## Work instruction:
All the data should be printed again exactly as written.

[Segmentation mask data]
╭──

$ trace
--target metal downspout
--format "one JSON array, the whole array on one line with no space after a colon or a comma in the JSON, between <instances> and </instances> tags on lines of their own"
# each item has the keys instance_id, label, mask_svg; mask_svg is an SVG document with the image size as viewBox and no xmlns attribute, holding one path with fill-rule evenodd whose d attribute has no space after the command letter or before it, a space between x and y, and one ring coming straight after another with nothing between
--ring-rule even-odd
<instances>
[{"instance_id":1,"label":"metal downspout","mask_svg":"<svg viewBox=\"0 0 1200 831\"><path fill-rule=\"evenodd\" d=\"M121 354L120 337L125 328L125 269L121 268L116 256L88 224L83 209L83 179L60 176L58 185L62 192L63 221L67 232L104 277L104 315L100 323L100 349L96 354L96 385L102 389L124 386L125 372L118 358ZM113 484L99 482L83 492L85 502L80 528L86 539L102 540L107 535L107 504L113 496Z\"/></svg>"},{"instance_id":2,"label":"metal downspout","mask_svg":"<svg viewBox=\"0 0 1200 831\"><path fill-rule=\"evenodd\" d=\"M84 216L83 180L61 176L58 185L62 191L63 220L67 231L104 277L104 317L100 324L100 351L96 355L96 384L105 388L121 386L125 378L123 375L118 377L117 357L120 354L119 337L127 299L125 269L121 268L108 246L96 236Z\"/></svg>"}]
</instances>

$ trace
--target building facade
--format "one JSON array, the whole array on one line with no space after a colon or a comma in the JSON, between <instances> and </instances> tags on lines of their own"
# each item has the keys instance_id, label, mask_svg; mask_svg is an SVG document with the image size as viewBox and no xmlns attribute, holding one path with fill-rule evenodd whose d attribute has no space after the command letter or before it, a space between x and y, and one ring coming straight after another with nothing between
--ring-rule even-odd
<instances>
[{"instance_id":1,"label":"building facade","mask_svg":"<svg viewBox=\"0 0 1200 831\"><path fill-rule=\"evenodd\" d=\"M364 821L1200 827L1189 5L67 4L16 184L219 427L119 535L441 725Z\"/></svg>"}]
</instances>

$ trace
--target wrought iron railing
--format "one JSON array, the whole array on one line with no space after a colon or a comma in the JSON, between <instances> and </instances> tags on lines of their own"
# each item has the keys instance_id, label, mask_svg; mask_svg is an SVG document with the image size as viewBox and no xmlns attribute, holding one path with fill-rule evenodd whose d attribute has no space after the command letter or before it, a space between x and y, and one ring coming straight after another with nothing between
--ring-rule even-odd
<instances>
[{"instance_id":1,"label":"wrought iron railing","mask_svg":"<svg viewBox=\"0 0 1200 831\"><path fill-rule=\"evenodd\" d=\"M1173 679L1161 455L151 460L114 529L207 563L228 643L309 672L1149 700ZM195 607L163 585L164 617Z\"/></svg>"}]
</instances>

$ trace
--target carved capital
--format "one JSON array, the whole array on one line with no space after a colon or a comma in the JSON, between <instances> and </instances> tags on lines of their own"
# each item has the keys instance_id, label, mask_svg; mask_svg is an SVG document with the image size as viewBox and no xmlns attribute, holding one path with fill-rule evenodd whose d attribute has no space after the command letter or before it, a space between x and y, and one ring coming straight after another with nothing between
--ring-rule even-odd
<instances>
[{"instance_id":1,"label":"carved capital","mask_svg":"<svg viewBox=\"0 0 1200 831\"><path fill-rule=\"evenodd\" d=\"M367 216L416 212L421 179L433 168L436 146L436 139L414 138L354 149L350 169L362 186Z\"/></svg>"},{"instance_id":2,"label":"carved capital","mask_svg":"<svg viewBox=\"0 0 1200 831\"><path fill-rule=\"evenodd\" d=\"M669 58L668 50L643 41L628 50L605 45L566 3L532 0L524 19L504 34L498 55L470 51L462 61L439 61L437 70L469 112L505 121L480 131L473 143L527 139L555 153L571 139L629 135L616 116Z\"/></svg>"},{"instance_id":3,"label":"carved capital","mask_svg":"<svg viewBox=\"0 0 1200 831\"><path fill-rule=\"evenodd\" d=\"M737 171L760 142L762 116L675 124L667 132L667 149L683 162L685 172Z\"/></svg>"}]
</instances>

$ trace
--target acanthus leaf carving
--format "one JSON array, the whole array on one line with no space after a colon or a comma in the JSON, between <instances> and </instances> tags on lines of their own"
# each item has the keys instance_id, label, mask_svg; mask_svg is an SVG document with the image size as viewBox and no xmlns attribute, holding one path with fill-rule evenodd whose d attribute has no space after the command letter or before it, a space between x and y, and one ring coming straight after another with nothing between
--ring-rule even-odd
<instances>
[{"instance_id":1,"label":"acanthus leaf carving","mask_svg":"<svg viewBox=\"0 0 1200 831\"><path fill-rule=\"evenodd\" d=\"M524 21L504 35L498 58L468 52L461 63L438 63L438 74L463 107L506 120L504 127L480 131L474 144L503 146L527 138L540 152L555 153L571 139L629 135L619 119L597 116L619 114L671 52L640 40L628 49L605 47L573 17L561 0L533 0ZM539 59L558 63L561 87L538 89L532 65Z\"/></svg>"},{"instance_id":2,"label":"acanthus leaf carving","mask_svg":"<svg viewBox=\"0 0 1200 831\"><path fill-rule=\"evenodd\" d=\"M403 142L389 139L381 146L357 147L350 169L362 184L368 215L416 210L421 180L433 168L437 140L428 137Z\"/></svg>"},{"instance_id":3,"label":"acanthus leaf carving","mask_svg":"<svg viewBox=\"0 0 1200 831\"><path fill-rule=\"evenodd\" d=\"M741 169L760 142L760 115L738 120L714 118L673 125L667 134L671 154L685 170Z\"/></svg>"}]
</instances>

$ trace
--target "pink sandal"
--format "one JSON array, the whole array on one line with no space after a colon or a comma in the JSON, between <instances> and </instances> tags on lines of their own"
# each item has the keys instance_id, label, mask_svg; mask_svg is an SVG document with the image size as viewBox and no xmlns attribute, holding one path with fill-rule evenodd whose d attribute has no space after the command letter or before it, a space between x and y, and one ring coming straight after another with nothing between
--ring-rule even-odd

╰──

## Output of the task:
$ trace
--target metal downspout
--format "one JSON array, the whole array on one line with no space after a colon or a comma in the JSON, between <instances> and </instances> tags on lines of their own"
# each item has the keys instance_id, label, mask_svg; mask_svg is an SVG document with the image size as viewBox and no xmlns attribute, holding one path with fill-rule evenodd whose d attribute has no space after the command letter or before it, a space between x and y, and one ring coming straight after another with nothing between
--ring-rule even-odd
<instances>
[{"instance_id":1,"label":"metal downspout","mask_svg":"<svg viewBox=\"0 0 1200 831\"><path fill-rule=\"evenodd\" d=\"M121 354L120 337L125 328L125 269L121 268L116 256L88 224L83 209L83 179L60 176L58 185L62 192L63 221L67 232L104 277L104 315L100 323L100 349L96 354L96 385L102 389L124 386L125 372L118 358ZM113 484L99 482L83 492L85 502L80 528L86 539L102 540L107 535L107 504L113 496Z\"/></svg>"},{"instance_id":2,"label":"metal downspout","mask_svg":"<svg viewBox=\"0 0 1200 831\"><path fill-rule=\"evenodd\" d=\"M84 216L83 180L61 176L58 185L62 191L63 220L67 231L104 277L104 317L100 324L100 351L96 355L96 384L105 388L121 386L125 378L123 375L118 377L117 357L120 354L119 337L127 299L125 269L121 268L108 246L96 236Z\"/></svg>"}]
</instances>

$ trace
--target building facade
--format "one JSON array, the whole array on one line with no space after a colon or a comma in the JSON, between <instances> and </instances> tags on lines of their own"
# each item has the keys instance_id, label, mask_svg; mask_svg is an SVG document with the image size as viewBox and no xmlns attribute, holding one path with fill-rule evenodd whose d attribute has no space after the command letter or before it, a space between x and y, and one ring coming straight after another with nothing between
--ring-rule even-odd
<instances>
[{"instance_id":1,"label":"building facade","mask_svg":"<svg viewBox=\"0 0 1200 831\"><path fill-rule=\"evenodd\" d=\"M364 821L1200 827L1189 5L67 4L16 184L219 427L119 535L441 725Z\"/></svg>"}]
</instances>

$ trace
--target wrought iron railing
--format "one JSON array, the whole array on one line with no space after a colon or a comma in the JSON, between <instances> and </instances> tags on lines of their own"
# each item has the keys instance_id, label, mask_svg; mask_svg is an SVG document with the image size as viewBox and no xmlns attribute, holding one path with fill-rule evenodd whose d attribute has no space after the command letter or before it, a space between x and y, and one ring coming straight after another with nothing between
--ring-rule even-odd
<instances>
[{"instance_id":1,"label":"wrought iron railing","mask_svg":"<svg viewBox=\"0 0 1200 831\"><path fill-rule=\"evenodd\" d=\"M1173 679L1161 455L151 460L114 529L207 563L228 643L309 672L1149 700ZM195 607L163 585L164 617Z\"/></svg>"}]
</instances>

$ trace
--target carved capital
--format "one JSON array, the whole array on one line with no space after a colon or a comma in the JSON, between <instances> and </instances> tags on lines of their own"
# each item has the keys instance_id, label, mask_svg; mask_svg is an SVG document with the image size as viewBox and no xmlns attribute, holding one path with fill-rule evenodd whose d attribute has no space after the command letter or before it, a space between x and y, and one ring coming straight after another with nothing between
--ring-rule even-odd
<instances>
[{"instance_id":1,"label":"carved capital","mask_svg":"<svg viewBox=\"0 0 1200 831\"><path fill-rule=\"evenodd\" d=\"M367 216L416 212L421 179L433 168L436 146L436 139L414 138L354 149L350 169L362 186Z\"/></svg>"},{"instance_id":2,"label":"carved capital","mask_svg":"<svg viewBox=\"0 0 1200 831\"><path fill-rule=\"evenodd\" d=\"M669 58L668 50L643 41L628 50L605 45L566 3L532 0L524 19L504 34L498 55L470 51L462 61L439 61L437 70L469 112L505 121L480 131L473 143L527 139L555 153L571 139L629 135L616 116Z\"/></svg>"},{"instance_id":3,"label":"carved capital","mask_svg":"<svg viewBox=\"0 0 1200 831\"><path fill-rule=\"evenodd\" d=\"M737 171L760 142L762 116L675 124L667 132L667 149L683 162L685 172Z\"/></svg>"}]
</instances>

$ trace
--target acanthus leaf carving
--format "one JSON array, the whole array on one line with no space after a colon or a comma in the JSON, between <instances> and </instances> tags on lines of their own"
# each item has the keys instance_id, label, mask_svg; mask_svg is an SVG document with the image size as viewBox and no xmlns attribute, holding one path with fill-rule evenodd whose d attribute has no space after the command letter or before it, a space between x and y, and one ring coming straight after another with nothing between
--ring-rule even-odd
<instances>
[{"instance_id":1,"label":"acanthus leaf carving","mask_svg":"<svg viewBox=\"0 0 1200 831\"><path fill-rule=\"evenodd\" d=\"M524 21L504 35L498 58L468 52L461 63L438 63L438 74L463 107L506 120L504 127L480 131L474 144L503 146L527 138L540 152L555 153L571 139L629 135L619 119L597 116L619 114L671 52L640 40L628 49L605 47L573 17L561 0L533 0ZM539 59L558 63L561 87L538 89L532 65Z\"/></svg>"},{"instance_id":2,"label":"acanthus leaf carving","mask_svg":"<svg viewBox=\"0 0 1200 831\"><path fill-rule=\"evenodd\" d=\"M403 142L389 139L381 146L357 147L350 169L362 184L368 215L416 210L421 180L433 168L437 140L428 137Z\"/></svg>"},{"instance_id":3,"label":"acanthus leaf carving","mask_svg":"<svg viewBox=\"0 0 1200 831\"><path fill-rule=\"evenodd\" d=\"M741 169L760 142L760 115L738 120L714 118L673 125L667 134L671 154L685 170Z\"/></svg>"}]
</instances>

$ trace
--target "pink sandal"
--format "one JSON array, the whole array on one line with no space after a colon or a comma in the JSON, between <instances> and </instances> tags on lines of their own"
# each item has the keys instance_id, label, mask_svg; mask_svg is an SVG document with the image size as viewBox and no xmlns attribute, holding one path with fill-rule evenodd whose d attribute has no space after the command letter or before it, a space between x and y, and one ring coming straight after another with nothing between
--ring-rule even-odd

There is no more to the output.